» **GOAL OF THE EXERCISE**: Reproduce word for word the part of the data that opens with the line containing "conifer tree and return the coordinates." and closes with the line containing "Query: rolling hill", including both of those lines.
— START OF DATA TO USE —
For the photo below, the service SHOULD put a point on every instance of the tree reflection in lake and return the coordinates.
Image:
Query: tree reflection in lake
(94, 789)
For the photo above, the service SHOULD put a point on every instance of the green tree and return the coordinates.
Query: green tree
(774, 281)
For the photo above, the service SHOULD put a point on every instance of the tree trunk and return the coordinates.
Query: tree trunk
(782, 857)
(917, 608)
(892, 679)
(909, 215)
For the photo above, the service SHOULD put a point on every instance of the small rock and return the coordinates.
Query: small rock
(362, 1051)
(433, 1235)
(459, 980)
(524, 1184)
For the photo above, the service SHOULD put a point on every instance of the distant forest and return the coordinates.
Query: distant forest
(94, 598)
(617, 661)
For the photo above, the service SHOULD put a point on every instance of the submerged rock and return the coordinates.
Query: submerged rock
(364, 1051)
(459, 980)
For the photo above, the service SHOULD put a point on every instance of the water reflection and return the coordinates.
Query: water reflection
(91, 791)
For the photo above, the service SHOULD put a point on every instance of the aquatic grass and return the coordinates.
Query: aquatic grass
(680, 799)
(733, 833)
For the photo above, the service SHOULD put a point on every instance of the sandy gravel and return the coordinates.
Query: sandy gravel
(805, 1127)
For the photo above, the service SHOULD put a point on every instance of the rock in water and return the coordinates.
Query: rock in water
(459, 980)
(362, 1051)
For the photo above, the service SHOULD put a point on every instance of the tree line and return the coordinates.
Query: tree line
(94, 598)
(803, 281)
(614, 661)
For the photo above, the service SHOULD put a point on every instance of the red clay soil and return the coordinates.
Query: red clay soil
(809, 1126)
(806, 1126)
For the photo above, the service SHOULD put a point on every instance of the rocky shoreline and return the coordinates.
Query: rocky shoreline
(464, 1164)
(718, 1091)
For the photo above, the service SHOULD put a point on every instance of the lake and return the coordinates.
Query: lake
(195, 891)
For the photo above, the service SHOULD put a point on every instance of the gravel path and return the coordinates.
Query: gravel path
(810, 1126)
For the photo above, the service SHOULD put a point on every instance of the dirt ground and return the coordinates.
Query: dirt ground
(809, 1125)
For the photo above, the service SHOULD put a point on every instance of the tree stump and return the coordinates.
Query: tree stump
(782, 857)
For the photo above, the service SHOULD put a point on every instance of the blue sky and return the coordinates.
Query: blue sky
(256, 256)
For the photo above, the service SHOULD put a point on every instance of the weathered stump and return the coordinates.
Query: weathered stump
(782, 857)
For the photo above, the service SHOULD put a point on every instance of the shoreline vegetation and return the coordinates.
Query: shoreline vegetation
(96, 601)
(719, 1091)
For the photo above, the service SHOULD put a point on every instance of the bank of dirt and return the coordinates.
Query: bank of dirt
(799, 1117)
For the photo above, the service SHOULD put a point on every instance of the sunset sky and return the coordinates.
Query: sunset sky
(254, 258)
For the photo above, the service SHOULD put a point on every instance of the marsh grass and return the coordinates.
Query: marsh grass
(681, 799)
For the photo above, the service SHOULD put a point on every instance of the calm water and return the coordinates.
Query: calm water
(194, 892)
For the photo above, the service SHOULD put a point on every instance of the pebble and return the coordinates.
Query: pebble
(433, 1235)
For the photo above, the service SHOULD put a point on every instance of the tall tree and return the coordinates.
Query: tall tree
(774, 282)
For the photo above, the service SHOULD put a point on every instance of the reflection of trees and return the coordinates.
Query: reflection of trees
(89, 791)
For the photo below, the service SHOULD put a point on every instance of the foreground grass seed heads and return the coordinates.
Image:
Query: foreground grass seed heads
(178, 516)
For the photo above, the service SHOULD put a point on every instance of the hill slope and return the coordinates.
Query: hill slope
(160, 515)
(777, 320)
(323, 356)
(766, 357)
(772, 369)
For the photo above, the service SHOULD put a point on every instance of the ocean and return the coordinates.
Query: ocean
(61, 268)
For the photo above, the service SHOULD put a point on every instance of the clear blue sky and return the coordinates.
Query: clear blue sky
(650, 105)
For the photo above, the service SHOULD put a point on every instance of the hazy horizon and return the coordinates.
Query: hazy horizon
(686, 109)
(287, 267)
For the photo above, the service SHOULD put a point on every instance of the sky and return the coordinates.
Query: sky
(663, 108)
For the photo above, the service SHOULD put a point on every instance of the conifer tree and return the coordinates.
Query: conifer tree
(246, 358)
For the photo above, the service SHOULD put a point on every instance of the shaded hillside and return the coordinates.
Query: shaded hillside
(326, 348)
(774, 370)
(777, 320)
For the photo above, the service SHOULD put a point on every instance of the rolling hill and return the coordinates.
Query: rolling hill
— END OF DATA TO USE —
— START OF DATA TO USE —
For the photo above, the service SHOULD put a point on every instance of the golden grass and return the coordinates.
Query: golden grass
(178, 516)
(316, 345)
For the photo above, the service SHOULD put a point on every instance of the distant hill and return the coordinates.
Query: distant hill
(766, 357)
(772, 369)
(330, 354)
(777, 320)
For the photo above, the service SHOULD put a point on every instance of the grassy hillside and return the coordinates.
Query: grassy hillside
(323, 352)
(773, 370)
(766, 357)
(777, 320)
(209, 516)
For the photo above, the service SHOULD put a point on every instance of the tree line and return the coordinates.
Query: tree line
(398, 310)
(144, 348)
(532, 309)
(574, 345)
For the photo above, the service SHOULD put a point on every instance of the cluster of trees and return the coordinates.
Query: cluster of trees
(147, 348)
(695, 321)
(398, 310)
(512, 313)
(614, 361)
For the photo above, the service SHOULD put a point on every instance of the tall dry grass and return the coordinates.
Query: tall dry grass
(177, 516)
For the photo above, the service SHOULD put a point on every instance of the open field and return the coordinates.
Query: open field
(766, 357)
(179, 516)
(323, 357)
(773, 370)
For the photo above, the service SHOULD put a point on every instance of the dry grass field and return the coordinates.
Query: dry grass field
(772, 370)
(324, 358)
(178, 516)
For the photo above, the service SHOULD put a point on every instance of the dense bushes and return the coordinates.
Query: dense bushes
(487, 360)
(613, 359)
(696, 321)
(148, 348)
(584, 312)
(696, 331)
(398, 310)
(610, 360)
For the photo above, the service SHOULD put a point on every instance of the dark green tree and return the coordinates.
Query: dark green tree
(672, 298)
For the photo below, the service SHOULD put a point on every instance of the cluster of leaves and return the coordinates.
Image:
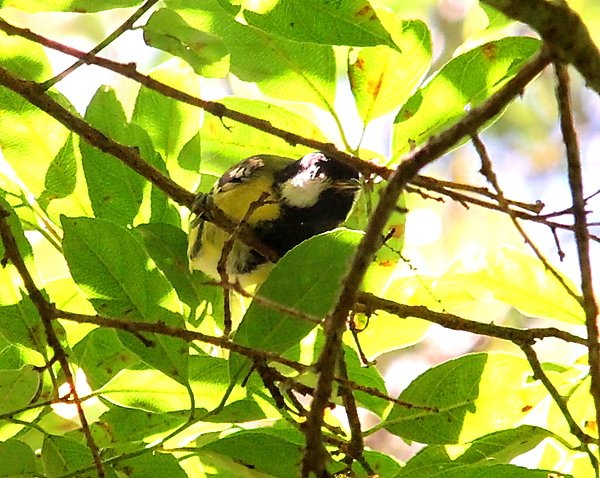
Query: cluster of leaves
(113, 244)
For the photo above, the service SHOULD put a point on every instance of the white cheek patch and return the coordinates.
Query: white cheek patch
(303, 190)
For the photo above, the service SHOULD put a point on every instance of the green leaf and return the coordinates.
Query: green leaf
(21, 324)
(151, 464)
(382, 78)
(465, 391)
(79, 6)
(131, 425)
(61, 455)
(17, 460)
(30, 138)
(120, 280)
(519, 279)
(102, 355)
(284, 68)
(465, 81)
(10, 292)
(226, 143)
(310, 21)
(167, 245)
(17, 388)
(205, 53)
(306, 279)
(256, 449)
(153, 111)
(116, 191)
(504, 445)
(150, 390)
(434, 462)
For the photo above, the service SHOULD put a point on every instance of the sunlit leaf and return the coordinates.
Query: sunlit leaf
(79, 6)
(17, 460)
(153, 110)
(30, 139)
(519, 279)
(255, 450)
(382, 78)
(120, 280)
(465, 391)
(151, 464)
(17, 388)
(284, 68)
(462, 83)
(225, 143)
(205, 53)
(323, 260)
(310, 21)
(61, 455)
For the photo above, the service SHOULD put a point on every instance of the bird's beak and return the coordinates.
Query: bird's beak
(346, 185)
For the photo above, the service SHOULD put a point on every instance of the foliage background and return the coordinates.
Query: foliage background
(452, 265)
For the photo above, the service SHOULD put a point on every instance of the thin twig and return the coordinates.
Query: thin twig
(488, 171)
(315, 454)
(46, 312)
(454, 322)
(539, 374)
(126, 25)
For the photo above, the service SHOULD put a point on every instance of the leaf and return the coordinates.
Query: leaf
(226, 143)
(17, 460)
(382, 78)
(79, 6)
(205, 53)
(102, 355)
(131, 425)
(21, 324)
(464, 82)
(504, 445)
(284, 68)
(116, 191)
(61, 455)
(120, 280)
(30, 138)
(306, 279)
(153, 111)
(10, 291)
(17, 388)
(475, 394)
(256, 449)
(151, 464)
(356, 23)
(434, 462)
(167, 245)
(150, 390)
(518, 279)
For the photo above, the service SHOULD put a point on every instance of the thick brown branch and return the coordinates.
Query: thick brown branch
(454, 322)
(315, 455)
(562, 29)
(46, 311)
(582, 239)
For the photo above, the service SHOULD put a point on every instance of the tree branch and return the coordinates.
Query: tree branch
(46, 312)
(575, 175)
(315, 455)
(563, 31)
— END OF DATA TO USE —
» **TASK ANSWER**:
For the photo above, the service SHOULD put a point on every instance of the conifer tree and return the coordinates.
Query: conifer tree
(246, 358)
For the photo above, the service SHOULD put a point on every instance of the shaded hillside and return the coordinates.
Query: shaded hillside
(326, 348)
(774, 370)
(777, 320)
For the photo above, the service SHOULD put a point on every instance of the rolling hill and return the coordinates.
Query: rolling hill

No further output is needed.